§ Your objective: Within the data that follows, set down exactly the lines from the one containing "Target: forest trail" through the one containing "Target: soil", both ends included.

§ Data records:
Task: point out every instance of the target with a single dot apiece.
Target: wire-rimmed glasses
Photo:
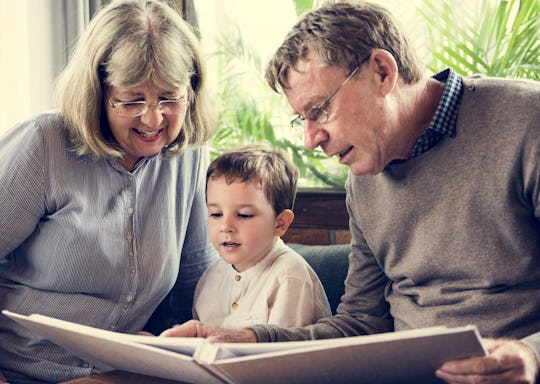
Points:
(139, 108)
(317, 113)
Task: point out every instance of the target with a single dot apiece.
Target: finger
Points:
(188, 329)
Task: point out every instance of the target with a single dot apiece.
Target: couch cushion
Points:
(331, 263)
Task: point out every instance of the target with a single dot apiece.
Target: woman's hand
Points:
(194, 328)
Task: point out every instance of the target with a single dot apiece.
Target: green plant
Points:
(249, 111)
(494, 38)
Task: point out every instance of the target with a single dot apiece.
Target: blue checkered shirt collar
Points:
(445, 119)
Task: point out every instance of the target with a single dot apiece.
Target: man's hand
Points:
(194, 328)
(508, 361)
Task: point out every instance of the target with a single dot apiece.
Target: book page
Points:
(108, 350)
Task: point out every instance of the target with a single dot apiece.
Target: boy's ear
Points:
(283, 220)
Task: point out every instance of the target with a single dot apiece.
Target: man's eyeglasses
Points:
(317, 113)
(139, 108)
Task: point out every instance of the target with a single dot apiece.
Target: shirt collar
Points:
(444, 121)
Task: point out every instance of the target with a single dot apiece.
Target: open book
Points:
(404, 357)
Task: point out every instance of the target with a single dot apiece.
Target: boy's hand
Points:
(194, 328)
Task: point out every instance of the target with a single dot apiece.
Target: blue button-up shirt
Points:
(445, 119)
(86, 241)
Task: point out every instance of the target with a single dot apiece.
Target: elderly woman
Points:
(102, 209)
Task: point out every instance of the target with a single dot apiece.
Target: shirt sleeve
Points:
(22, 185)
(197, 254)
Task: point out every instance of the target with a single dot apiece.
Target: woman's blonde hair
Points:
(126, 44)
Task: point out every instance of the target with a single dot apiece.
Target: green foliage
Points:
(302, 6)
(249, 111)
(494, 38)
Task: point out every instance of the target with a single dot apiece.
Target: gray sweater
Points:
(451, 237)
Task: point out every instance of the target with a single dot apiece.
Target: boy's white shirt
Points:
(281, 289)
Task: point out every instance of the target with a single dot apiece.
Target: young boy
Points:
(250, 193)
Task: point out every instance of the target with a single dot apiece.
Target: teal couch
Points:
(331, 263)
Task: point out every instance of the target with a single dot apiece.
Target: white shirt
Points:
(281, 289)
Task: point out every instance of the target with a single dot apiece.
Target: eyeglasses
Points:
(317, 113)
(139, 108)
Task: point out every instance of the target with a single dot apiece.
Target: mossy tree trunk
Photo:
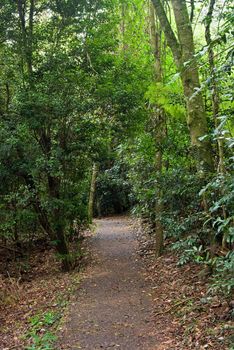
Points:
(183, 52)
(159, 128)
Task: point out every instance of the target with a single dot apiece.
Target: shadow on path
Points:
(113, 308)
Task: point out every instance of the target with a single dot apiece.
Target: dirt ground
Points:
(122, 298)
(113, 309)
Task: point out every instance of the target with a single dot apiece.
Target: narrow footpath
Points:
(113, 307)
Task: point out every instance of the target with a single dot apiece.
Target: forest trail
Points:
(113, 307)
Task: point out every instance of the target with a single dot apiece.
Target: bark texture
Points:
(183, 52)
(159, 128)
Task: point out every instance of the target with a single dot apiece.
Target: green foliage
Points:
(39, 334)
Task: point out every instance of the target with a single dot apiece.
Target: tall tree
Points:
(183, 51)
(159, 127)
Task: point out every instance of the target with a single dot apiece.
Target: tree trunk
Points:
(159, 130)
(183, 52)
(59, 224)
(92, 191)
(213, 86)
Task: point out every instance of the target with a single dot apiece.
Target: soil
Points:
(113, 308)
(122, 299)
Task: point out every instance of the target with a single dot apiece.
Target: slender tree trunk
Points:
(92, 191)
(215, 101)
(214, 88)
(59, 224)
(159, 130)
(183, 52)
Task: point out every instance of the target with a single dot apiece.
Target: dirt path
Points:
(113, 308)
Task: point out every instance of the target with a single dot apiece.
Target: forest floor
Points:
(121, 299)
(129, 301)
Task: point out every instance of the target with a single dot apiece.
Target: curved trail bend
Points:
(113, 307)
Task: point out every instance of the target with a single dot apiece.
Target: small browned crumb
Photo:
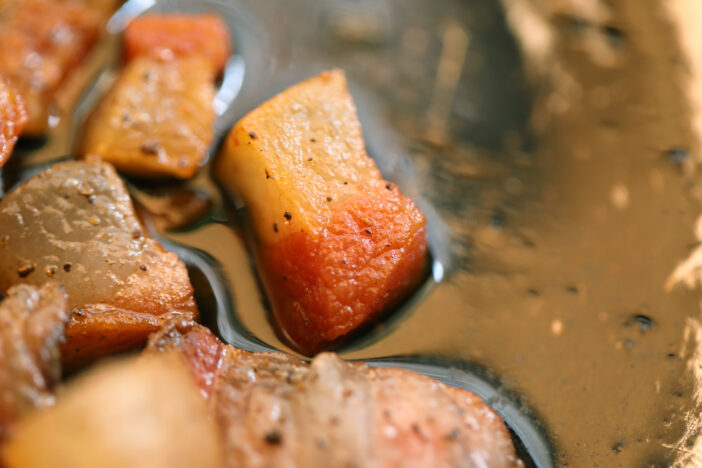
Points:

§ Finished exercise:
Target: forest trail
Points:
(113, 307)
Task: point out every instance of the target with a single dot apiece.
Target: bark texture
Points:
(183, 52)
(159, 128)
Task: point out every instance of the target with a single dot apiece.
Target: green foliage
Points:
(39, 334)
Task: point out every instance of the target with a single dot apiece.
Target: tall tree
Points:
(183, 51)
(159, 127)
Task: point out every instance of the target with a single dot apiece.
Target: tree trunk
Points:
(159, 130)
(183, 52)
(59, 224)
(92, 191)
(213, 86)
Task: point out every instance of the target with a single dot apiece.
Target: soil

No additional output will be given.